━━━━━ Material shown ━━━━━

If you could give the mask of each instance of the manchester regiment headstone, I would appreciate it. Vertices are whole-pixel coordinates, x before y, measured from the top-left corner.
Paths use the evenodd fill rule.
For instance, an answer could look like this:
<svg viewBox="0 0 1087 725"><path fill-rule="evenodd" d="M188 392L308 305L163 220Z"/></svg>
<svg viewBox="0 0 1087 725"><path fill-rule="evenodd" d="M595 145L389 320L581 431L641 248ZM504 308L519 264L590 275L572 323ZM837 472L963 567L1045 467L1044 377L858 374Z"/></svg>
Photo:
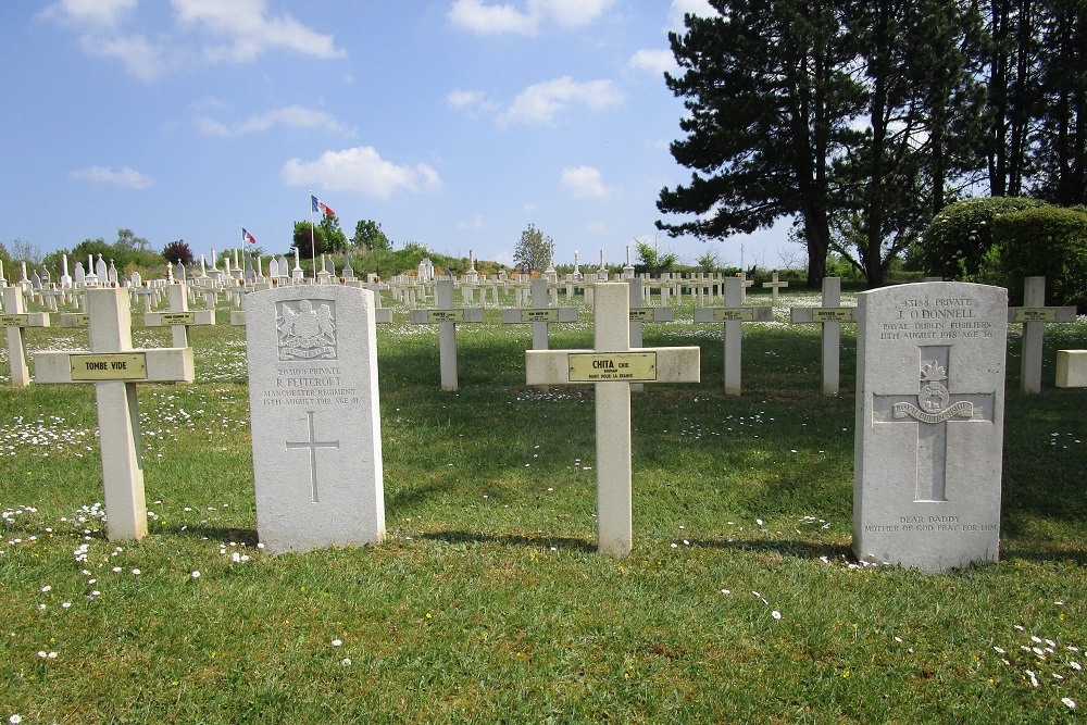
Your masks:
<svg viewBox="0 0 1087 725"><path fill-rule="evenodd" d="M922 283L858 298L853 551L997 561L1008 292Z"/></svg>
<svg viewBox="0 0 1087 725"><path fill-rule="evenodd" d="M385 537L374 293L246 296L257 529L273 553Z"/></svg>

━━━━━

* Your objective
Print the lines from the start of the records through the line containing "For instance, an", both ends included, reproducing them exactly.

* Expected answer
If you could give the mask of each instance of the manchester regiment headstone, I would appreciate it. Vertices are whole-pixel coordinates, x before y, measured from the top-left corner.
Paths use the evenodd fill rule.
For instance, an answer could look like this:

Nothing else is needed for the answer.